> _Selected extract_

= = = =

Love Is Only Feeling is the sixteenth studio album (eighteenth overall) by British singer/songwriter Donovan. It was released in West Germany (RCA PL 28472) in October 1981, in Italy in January 1982 (Bubble Record, BLU 19610) and belatedly in the UK (RCA PL 28472) in 1983.

History
In 1981, Donovan entered the studio to record the second album of his German RCA contract. The resulting album, Love Is Only Feeling, did not see a US release, but was released in the UK in 1983. The title track is a remake of "Someone's Singing" originally released on A Gift from a Flower to a Garden.

Donovan sang Love Is Only Feeling at Festival di Sanremo 1982 with his daughter Astrella.

Track listing
All tracks by Donovan Leitch.

= = = =

[Position annotation records]
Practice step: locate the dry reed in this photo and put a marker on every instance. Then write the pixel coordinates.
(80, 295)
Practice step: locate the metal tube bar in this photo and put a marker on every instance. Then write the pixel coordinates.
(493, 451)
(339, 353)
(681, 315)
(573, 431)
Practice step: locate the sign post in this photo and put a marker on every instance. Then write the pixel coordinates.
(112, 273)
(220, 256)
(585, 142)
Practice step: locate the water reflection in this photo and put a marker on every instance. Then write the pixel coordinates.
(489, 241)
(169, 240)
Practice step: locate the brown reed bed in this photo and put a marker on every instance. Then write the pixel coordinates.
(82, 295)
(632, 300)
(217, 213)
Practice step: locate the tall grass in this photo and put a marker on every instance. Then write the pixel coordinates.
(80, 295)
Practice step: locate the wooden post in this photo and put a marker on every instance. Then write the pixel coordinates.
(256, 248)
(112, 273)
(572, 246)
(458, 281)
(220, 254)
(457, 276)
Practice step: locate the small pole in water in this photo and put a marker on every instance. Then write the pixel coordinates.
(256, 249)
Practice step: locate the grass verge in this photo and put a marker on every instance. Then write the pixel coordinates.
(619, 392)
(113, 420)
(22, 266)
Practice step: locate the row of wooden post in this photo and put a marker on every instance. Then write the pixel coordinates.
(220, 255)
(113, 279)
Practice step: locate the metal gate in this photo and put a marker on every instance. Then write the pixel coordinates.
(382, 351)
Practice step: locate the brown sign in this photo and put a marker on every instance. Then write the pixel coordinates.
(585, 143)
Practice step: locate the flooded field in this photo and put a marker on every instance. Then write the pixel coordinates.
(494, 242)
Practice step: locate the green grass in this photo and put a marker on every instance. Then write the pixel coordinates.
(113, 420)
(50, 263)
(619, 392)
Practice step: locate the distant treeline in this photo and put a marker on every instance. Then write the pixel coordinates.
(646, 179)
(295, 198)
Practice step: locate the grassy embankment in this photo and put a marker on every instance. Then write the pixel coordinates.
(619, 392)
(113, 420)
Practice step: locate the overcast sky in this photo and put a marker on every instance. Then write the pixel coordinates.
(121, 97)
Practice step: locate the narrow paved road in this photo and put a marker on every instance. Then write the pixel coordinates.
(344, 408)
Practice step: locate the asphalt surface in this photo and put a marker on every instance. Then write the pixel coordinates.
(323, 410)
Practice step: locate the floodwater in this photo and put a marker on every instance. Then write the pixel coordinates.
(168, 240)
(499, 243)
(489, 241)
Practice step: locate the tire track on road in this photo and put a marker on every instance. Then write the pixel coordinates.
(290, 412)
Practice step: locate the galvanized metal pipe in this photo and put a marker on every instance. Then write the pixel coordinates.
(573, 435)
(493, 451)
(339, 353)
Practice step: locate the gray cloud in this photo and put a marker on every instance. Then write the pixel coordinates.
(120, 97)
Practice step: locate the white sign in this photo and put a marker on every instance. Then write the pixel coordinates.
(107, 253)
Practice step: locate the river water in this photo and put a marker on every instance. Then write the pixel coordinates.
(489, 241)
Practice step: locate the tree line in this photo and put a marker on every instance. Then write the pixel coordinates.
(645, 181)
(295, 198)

= = = =

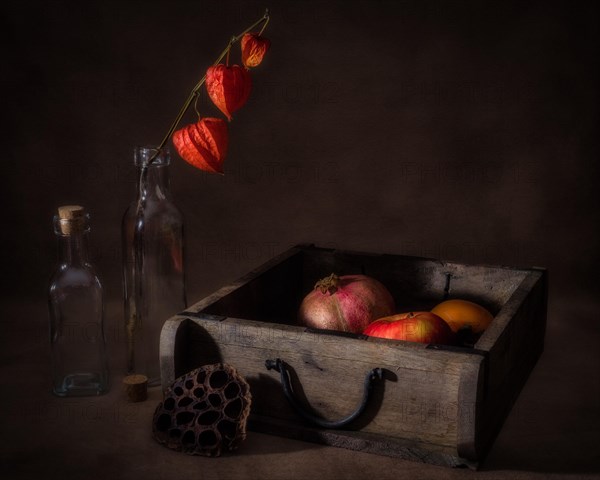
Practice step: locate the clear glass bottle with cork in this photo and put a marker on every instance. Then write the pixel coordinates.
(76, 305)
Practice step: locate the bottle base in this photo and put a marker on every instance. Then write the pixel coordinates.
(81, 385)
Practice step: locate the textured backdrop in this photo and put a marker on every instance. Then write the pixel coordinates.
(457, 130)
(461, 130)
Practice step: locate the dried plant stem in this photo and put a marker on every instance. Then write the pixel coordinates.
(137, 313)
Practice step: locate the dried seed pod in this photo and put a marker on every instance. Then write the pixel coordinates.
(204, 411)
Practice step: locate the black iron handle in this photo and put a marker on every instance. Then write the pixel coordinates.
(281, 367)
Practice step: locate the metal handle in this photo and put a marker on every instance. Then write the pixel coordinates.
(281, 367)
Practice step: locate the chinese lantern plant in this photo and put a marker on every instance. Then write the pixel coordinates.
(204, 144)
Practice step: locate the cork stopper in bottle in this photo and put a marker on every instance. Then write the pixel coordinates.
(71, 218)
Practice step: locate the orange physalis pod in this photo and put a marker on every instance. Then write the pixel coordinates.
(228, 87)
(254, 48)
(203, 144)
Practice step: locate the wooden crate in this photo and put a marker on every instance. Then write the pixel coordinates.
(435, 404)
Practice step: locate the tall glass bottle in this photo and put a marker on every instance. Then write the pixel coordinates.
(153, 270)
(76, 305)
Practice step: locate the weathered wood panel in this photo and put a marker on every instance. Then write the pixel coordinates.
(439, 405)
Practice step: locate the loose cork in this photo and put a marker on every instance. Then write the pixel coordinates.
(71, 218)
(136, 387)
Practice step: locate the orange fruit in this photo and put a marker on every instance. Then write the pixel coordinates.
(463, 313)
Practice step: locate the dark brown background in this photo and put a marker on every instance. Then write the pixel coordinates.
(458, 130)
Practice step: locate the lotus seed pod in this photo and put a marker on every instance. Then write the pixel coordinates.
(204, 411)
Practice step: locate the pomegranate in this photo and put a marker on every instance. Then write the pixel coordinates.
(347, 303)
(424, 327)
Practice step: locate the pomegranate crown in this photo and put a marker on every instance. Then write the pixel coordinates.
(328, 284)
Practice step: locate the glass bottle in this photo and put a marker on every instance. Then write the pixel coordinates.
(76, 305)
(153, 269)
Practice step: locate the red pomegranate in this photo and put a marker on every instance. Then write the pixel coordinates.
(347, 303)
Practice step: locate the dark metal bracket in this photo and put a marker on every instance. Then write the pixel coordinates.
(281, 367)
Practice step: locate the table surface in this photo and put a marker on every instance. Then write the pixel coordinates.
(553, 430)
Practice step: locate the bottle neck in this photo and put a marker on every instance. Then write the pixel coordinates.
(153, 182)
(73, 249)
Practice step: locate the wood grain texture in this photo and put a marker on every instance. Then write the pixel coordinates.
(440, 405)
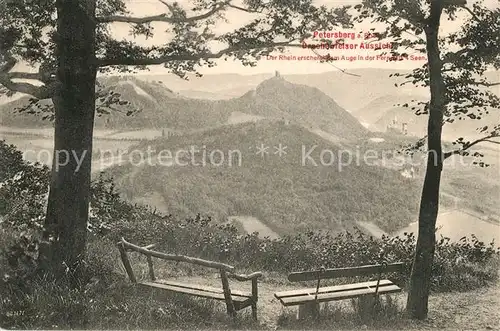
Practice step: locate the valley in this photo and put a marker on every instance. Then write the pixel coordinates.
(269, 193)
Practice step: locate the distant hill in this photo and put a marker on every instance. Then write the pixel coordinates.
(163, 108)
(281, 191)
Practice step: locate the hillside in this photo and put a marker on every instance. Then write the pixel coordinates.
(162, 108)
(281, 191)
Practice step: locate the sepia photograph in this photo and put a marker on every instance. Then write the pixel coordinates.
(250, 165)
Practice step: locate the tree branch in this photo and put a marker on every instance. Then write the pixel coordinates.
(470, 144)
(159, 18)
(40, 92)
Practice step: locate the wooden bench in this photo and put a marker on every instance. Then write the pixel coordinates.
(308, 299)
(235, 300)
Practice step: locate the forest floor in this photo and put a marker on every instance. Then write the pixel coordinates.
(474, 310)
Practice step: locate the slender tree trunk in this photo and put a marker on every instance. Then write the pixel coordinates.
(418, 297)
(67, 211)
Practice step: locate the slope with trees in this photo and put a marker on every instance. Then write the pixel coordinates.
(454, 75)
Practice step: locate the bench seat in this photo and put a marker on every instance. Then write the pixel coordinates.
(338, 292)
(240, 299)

= = = =

> _Required work_
(1) According to the article on Love Is Only Feeling, which earlier song is the title track a remake of?
(2) List every country the article on Love Is Only Feeling says the album was released in.
(3) Using the article on Love Is Only Feeling, decide whether each statement agrees with it: (a) The album was released in the US. (b) The album was the second one under Donovan's German RCA contract. (c) The Italian release came out on RCA.

> _Responses to the exercise_
(1) "Someone's Singing," originally released on A Gift from a Flower to a Garden.

(2) West Germany, Italy, the UK

(3)
(a) No: "did not see a US release"
(b) Yes: "to record the second album of his German RCA contract"
(c) No: "in Italy in January 1982 (Bubble Record, BLU 19610)"